# Task list
- 1) Copy the multitasking thread from "Posted on 11/12/2017" to "of all that.", switching "Piano" to "Organ".
- 2) Proceed with the thread about doing several things at once, picking up after its last sentence.

# Text excerpt
Posted on 11/12/2017 9:37:11 AM PST by sodpoodle
Fun family experiment. Try it!!!!!
I tried this a few months ago.
I couldn’t draw a 6, but I sent the paper in and was admitted to art school.
Pot in, watch in tv, playing online poker,tracking wife’s GPS and planning lunch ...
It can.
The playing of musical instruments demonstrates how the body can do multiple different tasks at the same time.
Piano for instance. Bass keys, treble keys, foot pedals and then singing on top of all that.
“You can do it with practice”
So in fact the human body can “multitask”.
Having read the article, I taught myself to write with my left hand, because I had a couple of friends who wrote lefthanded, and it was fascinating to watch how they did that.
Can't do it any more, because I lost most of the use of my left hand in an accident in 2011, but I did pretty good at it once upon a time.
good one;)
Many people have favorite anecdotes or antics that they trot out at parties or in social settings - especially bars. They typically involve feats of strength, dexterity, or mastery or the arcane or trivial.
One of my favorites involved twiddling my thumbs. I would say, “Most people know how to twiddle their thumbs forwardly” (demonstrate with a quick clockwise twiddle), “or backwardly” (demonstrate with a quick counter-clockwise twiddle), “but can you twiddle in opposite directions simultaneously?!”, and I would demonstrate by alternating my left and right thumbs in either direction.

# Input data
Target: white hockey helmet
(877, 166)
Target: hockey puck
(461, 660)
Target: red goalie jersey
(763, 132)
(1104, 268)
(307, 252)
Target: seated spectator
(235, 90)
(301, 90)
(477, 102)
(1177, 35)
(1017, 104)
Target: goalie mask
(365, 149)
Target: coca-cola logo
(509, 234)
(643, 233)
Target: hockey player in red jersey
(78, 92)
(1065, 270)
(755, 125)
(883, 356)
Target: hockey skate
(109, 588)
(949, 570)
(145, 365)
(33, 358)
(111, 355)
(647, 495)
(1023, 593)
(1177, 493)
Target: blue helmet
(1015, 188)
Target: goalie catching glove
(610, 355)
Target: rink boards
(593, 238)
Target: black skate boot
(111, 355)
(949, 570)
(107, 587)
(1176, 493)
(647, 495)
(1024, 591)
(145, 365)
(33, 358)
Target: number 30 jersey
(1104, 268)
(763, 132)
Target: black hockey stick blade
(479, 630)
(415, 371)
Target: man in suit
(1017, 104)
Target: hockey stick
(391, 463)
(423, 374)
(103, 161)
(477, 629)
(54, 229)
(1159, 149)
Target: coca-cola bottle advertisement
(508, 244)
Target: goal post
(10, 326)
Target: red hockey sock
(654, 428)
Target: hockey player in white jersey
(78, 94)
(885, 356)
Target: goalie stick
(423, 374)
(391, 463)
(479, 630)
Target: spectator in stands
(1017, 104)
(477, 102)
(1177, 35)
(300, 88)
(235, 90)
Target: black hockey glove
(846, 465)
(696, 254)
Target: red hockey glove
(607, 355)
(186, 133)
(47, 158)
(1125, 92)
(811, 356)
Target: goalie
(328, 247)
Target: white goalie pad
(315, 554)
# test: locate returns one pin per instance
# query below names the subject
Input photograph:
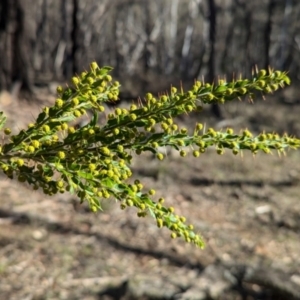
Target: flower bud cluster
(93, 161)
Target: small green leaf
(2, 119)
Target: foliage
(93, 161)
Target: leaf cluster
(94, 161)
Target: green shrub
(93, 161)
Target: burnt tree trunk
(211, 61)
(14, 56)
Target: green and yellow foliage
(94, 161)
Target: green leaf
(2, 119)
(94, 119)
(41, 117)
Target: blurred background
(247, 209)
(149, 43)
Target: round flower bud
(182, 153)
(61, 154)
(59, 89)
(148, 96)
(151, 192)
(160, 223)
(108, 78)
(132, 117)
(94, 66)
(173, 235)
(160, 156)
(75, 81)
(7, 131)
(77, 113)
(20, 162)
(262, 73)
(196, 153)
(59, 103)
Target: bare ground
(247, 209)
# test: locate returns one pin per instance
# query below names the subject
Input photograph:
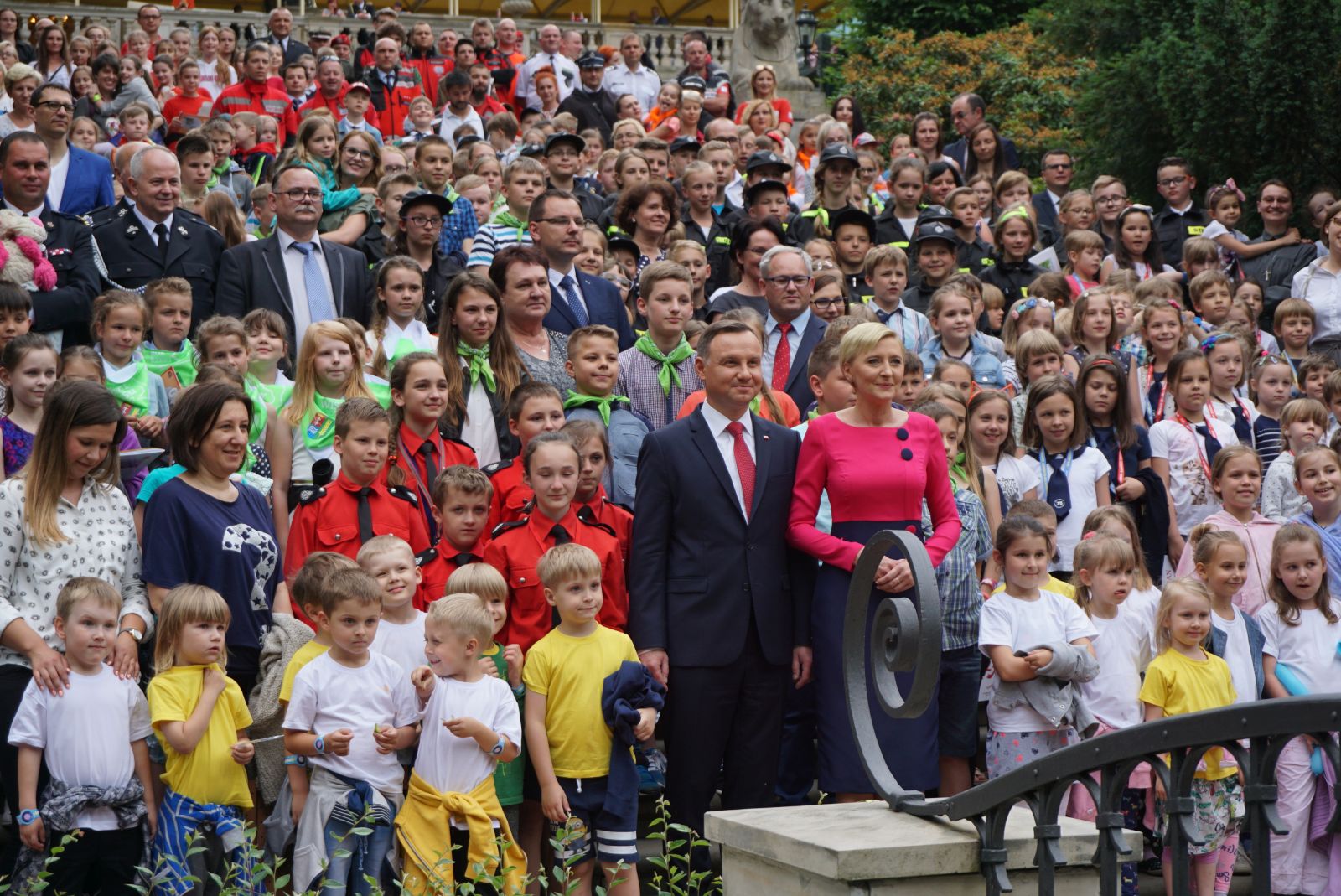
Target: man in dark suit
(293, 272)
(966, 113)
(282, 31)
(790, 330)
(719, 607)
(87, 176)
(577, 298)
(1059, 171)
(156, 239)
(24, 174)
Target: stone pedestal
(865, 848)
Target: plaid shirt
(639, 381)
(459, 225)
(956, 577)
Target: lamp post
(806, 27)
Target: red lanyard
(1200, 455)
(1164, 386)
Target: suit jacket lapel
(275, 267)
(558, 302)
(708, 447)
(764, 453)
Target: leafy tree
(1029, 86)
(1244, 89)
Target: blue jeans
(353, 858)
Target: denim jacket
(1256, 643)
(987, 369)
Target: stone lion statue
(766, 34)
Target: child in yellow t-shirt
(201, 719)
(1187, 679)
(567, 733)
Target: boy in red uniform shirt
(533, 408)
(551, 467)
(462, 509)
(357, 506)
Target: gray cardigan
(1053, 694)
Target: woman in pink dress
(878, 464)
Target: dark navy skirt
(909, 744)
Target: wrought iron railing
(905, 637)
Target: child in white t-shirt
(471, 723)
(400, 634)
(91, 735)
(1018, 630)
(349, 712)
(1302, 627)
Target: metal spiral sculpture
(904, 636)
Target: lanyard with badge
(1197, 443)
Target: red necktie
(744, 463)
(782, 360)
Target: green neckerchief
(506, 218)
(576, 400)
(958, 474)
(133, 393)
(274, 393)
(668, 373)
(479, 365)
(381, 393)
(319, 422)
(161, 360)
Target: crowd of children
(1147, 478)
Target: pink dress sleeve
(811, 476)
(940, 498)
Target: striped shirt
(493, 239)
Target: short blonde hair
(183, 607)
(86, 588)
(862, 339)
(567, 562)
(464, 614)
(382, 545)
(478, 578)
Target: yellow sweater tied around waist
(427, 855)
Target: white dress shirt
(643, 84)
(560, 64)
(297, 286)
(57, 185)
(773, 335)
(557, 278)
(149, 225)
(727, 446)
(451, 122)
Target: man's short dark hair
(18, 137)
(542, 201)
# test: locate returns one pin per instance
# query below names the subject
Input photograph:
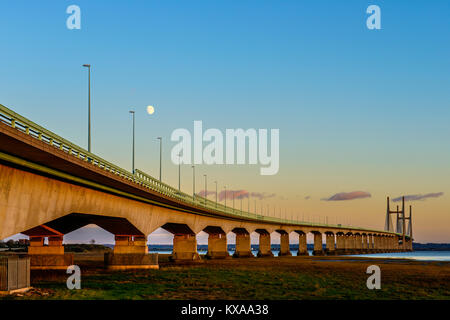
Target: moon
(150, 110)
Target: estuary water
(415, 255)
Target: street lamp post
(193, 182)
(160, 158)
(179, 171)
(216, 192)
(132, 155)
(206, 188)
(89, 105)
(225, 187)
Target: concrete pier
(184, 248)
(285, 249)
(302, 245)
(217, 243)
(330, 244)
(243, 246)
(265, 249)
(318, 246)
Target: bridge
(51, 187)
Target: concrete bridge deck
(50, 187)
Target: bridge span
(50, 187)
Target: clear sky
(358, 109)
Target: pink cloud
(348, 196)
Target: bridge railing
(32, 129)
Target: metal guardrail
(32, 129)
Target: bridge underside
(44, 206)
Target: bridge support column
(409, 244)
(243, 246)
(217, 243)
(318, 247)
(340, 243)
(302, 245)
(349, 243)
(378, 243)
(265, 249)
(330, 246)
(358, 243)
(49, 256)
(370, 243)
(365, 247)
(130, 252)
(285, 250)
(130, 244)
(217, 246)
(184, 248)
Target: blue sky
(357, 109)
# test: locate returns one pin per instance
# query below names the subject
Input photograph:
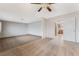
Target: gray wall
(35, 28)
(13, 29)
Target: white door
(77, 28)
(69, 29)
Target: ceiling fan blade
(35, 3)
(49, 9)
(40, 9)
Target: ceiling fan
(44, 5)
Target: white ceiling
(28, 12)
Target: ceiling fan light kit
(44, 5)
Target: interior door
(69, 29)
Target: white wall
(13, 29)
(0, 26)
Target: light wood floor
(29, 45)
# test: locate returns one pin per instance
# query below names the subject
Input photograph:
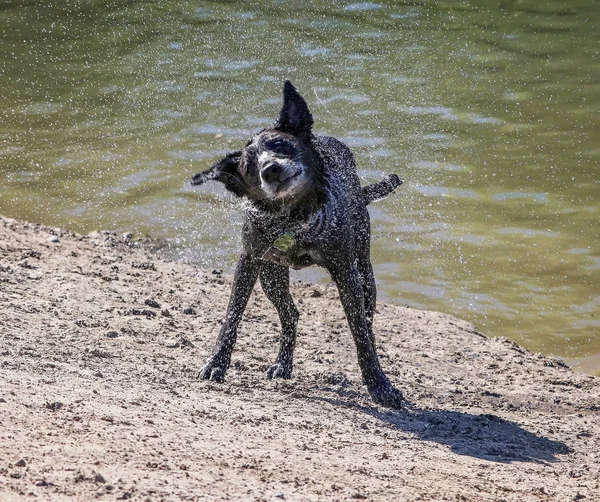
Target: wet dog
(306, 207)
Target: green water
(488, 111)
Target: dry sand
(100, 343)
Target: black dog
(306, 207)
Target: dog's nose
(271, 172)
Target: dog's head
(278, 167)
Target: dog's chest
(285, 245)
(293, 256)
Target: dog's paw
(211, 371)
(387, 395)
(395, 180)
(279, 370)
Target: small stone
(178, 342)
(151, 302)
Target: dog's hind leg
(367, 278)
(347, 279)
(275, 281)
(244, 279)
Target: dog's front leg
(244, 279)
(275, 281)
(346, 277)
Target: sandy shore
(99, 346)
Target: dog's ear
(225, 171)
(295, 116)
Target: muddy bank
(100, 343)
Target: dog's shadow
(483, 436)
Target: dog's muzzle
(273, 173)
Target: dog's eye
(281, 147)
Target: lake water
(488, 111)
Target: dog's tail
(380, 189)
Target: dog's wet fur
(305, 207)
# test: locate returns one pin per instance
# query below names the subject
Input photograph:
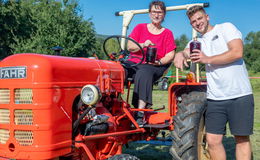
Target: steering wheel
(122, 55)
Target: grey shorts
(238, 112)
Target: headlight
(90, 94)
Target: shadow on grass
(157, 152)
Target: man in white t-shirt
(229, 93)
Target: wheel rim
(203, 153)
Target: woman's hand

# Answers given
- 1)
Posted on 11/12/2017 9:37:11 AM PST by sodpoodle
Fun family experiment. Try it!!!!!
I tried this a few months ago.
I couldn’t draw a 6, but I sent the paper in and was admitted to art school.
Pot in, watch in tv, playing online poker,tracking wife’s GPS and planning lunch ...
It can.
The playing of musical instruments demonstrates how the body can do multiple different tasks at the same time.
Organ for instance. Bass keys, treble keys, foot pedals and then singing on top of all that.

- 2)
It was no great feat - just a rote memory thing that I taught myself - but it seldom failed to intrigue those who saw it. Filed under “stuff that humans do to amuse each other” LoL
Try an organ, with feet doing the lead, and two different accompaniment types on separate keyboards.
Total spastic at first, but we learn.
, the massive nerve bundle which connects the two brain hemispheres, and lets each know what the other is doing. There is some human research on people who have had that severed for other reasons, as controlling epileptic seizure.
I'm not sure of how independent the separated halves are on self-initiated muscular activity.
But, there have been split vision experiments which demonstrate that the two halves can register different information. In one I remember, they would flash images to the two different eyes and ask the patient what they saw. In one experiment, after circles, squares, colors, variable differential exposure time, etc., the flashed a nude picture to the eye which was in the hemisphere opposite the speech centers. THe subject, a woman, burst out laughing. When asked what she was laughing about, she couldn't exactly say. As I remember, she said, "Oh, I don't know, such a funny picture." Remember, the part of the brain associated with speech hadn't seen the picture.
I made Dean's List once upon a time at GA Southern. 10 As and one C.
The C was in Piano.
Wish I had changed the title - it’s not totally accurate. The experiment is hilarious and that’s what I wanted to share.
God bless
If it weren’t for multitasking, I would never get everything I have to do daily accomplished. If I’m on FR, it’s a guarantee that I’m doing 4-5 other things as well.
[[The foot follows the hand. Why does that happen?]]
Peer pressure
I can pat my head while moving my other hand in a circle on my tummy, first try!
The foot/hand thing, not so much.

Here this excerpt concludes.